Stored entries
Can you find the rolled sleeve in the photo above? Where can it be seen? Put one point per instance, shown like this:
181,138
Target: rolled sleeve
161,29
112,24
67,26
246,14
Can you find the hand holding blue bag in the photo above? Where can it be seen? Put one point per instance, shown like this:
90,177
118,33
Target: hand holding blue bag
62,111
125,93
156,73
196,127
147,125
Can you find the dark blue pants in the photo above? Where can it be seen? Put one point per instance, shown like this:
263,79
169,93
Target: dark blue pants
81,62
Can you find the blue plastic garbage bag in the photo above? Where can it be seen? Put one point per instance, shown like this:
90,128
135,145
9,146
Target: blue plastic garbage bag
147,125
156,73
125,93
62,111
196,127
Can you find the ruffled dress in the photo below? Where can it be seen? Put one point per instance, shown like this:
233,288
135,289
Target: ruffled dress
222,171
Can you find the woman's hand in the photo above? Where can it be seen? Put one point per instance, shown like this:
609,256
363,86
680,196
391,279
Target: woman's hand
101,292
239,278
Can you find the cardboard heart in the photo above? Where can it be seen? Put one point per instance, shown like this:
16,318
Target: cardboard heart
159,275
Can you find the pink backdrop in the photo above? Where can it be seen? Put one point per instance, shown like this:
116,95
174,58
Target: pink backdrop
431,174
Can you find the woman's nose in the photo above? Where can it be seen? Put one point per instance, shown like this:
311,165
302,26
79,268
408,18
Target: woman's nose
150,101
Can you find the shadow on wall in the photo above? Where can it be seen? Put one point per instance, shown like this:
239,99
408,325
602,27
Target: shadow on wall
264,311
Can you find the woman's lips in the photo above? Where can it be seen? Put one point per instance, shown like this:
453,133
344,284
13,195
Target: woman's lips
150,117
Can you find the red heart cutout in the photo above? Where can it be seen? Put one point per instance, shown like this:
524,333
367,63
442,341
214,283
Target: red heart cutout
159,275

**Job:** Could you return every one of the rows above, line for line and with nothing changed?

**Expected answer:**
Can you find the rolled sleeve in the photo above? Where can it be seen? Put one point per instance, shown like this:
181,138
Target: rolled sleeve
161,29
112,24
67,26
246,14
Can you find the hand holding blue bag in the photo above? Where can it be seen? Put one point per instance, shown like this:
90,177
118,33
Target: hand holding blue bag
62,111
125,93
156,73
196,127
147,125
Can you find the dark blue pants in the photo above? Where can it be seen? Put one point per instance, shown like this:
263,79
169,93
Target: dark blue pants
81,62
Can you find the blue plastic garbage bag in the photo above? Where can it be seen? Put one point per instance, shown like this:
90,128
135,145
9,146
Target: blue plastic garbage bag
147,125
156,73
125,93
62,111
196,127
Can you find the ruffled dress in the photo below? Where can it be seen? Put one point per instance, shown like this:
233,288
135,289
Target: ruffled dress
222,171
Can you find the woman's hand in the photo above? Where can it be seen? Put one point per instance, shown like this:
609,256
363,86
680,196
391,279
Target: woman's hand
101,292
239,278
Can you find the cardboard heart in the photo above? Where can it be seen? Put one point per instance, shown like this:
16,318
Target: cardboard heart
159,275
Can you find the pink backdrop in the photo above? Where can it be seen? Put one point per instance, shown like this:
116,95
174,58
Target: pink backdrop
431,174
Can you find the woman's nose in the photo above? Where can it be seen? Put one point per instance, shown like this:
311,165
302,26
79,268
408,18
Target: woman's nose
150,101
Can you find the shadow on wall in the photo above? Where can it be seen? Put one point per instance, shown like this:
239,99
408,325
602,27
Target: shadow on wall
264,311
Can you find the woman's lips in the photo above? Where can it be seen? Put one point per instance, shown like this:
453,133
344,284
13,195
Target: woman's lips
150,117
Can you find the red heart cutout in the photo above? Where can it be seen? Put one point per instance, shown like this:
524,333
367,63
442,341
214,283
Target: red heart cutout
159,275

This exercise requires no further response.